Provided entries >>
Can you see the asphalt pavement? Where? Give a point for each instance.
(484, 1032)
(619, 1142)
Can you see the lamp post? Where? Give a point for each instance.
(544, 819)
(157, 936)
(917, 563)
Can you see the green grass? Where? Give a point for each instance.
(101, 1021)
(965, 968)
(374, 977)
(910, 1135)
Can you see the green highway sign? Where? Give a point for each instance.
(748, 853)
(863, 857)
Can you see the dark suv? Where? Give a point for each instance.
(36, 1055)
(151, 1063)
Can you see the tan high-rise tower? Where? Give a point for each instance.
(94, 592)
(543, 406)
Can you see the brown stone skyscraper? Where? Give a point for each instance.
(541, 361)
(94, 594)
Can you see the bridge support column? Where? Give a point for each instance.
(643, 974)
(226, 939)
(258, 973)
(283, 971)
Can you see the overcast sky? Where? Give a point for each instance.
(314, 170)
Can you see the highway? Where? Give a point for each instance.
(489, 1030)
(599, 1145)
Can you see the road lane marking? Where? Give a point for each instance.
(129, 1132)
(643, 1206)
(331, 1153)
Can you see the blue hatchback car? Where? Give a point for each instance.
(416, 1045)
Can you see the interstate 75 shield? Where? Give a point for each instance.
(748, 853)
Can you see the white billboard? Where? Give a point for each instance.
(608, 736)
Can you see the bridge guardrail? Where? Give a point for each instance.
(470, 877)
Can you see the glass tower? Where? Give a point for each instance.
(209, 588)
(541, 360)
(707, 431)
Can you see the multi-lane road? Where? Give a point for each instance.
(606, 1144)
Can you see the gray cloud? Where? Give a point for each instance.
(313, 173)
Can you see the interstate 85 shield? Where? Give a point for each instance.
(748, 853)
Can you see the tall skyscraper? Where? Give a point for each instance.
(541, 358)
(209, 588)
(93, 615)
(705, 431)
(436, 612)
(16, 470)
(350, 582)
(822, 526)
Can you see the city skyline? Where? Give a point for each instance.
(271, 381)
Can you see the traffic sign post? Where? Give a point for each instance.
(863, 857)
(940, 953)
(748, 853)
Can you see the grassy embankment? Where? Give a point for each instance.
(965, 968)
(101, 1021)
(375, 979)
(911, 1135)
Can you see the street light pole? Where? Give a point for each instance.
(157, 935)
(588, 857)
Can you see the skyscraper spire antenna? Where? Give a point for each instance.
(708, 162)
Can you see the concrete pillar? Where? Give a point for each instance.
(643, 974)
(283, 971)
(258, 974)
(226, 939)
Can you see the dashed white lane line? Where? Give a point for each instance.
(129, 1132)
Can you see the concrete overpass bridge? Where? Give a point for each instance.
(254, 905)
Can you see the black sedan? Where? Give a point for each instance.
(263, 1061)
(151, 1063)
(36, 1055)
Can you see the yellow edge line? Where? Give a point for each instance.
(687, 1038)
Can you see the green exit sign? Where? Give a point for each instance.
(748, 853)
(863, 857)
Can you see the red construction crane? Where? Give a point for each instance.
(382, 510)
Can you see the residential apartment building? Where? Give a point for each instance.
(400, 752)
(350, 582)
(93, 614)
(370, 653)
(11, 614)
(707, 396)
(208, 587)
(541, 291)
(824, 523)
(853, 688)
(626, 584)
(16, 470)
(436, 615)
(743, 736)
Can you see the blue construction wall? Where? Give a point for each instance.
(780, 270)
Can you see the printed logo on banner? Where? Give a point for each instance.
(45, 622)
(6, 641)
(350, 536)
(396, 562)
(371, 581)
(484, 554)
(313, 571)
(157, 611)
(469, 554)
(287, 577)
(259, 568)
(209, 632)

Problem details >> Your answer should be every entry above, repeated exactly.

Task solution >>
Can you see the asphalt pavement? Where? Give a point for each instance.
(484, 1032)
(619, 1142)
Can you see the lamp post? Where? Give a point for each instance.
(544, 819)
(157, 936)
(917, 563)
Can you see the green grass? Where? Give a point for each instance.
(101, 1021)
(965, 968)
(374, 977)
(910, 1135)
Can you see the green highway sign? Where? Give a point for each instance.
(748, 853)
(863, 857)
Can you see the dark suv? Where? Give a point for each instance.
(36, 1055)
(151, 1063)
Can you see the tan high-rise tower? Where? Give a point for each instance.
(94, 592)
(543, 406)
Can you see the brown stone skyscraper? Where? Give a point for each instance.
(541, 361)
(94, 594)
Can you see the bridge support column? Where? Give a point for each instance.
(643, 974)
(226, 939)
(258, 973)
(283, 971)
Can you see the overcast sky? Where? Give a point for each instance.
(314, 170)
Can you see the highway? Where? Give a point for each instance.
(489, 1030)
(599, 1145)
Can you see the road lane marking? Where? Give a point for each instance.
(129, 1132)
(643, 1206)
(331, 1153)
Can you see the blue hatchback car? Where? Give a point for each instance.
(416, 1045)
Can you see the interstate 75 shield? Where? Give a point for each instance.
(748, 853)
Can you see the white billboard? Where? Give a point for each instance.
(608, 736)
Can you see the bridge guardrail? Where? Give a point for each instance.
(470, 877)
Can you see the glass tower? Where? Give a point for each instance.
(209, 588)
(541, 360)
(707, 431)
Can you see the multi-lane road? Where? Give a point for each instance.
(606, 1144)
Can you see the gray cloud? Where? Give a point for each instance.
(313, 173)
Can you see the interstate 85 shield? Where? Give a point for each instance.
(748, 853)
Can you see the tall skyscraper? Where? Give a point for each instance.
(541, 358)
(209, 588)
(93, 615)
(705, 431)
(436, 612)
(16, 470)
(350, 582)
(822, 526)
Can you see the city skyline? Where? Give a point for each instance.
(271, 381)
Can you see the traffic sign post? Where? Give a point for each instance.
(863, 857)
(940, 953)
(748, 853)
Can you see the grassy embankment? Where? Give a point for each instance.
(965, 968)
(101, 1021)
(375, 979)
(911, 1135)
Can you see the street light pole? Where? Give a point for each instance.
(157, 935)
(588, 857)
Can you see the skyscraper spire antenna? Where? Give a point for each instance.
(708, 162)
Can you see the concrete pillar? Where? Give a point for each instance.
(643, 974)
(283, 971)
(258, 974)
(226, 939)
Can you see the dashed white lane line? Where? Give a point for each instance.
(129, 1132)
Can you see the concrete overpass bridge? Where? Give a point for each instance.
(254, 905)
Can you see the black sedan? Where? Give a point for each instance.
(263, 1061)
(151, 1063)
(36, 1055)
Can you see the yellow edge line? Where? Give a point for each instance.
(687, 1038)
Can you see the green exit sign? Where? Give a point for each instance.
(748, 853)
(863, 857)
Can you see the red construction crane? Where? Give a point for each instance.
(382, 510)
Can you see the residential apartment building? Where? Give a point for each instance.
(400, 752)
(350, 582)
(93, 614)
(370, 653)
(11, 614)
(707, 396)
(208, 587)
(541, 291)
(824, 523)
(853, 688)
(626, 584)
(16, 470)
(436, 615)
(743, 736)
Can you see the blue construction wall? Where? Give a point for each instance.
(780, 270)
Can you see the printed logo on banner? Where? Give a point for each instance.
(45, 622)
(6, 641)
(350, 536)
(396, 562)
(371, 581)
(484, 554)
(313, 571)
(157, 611)
(469, 554)
(287, 577)
(259, 568)
(209, 632)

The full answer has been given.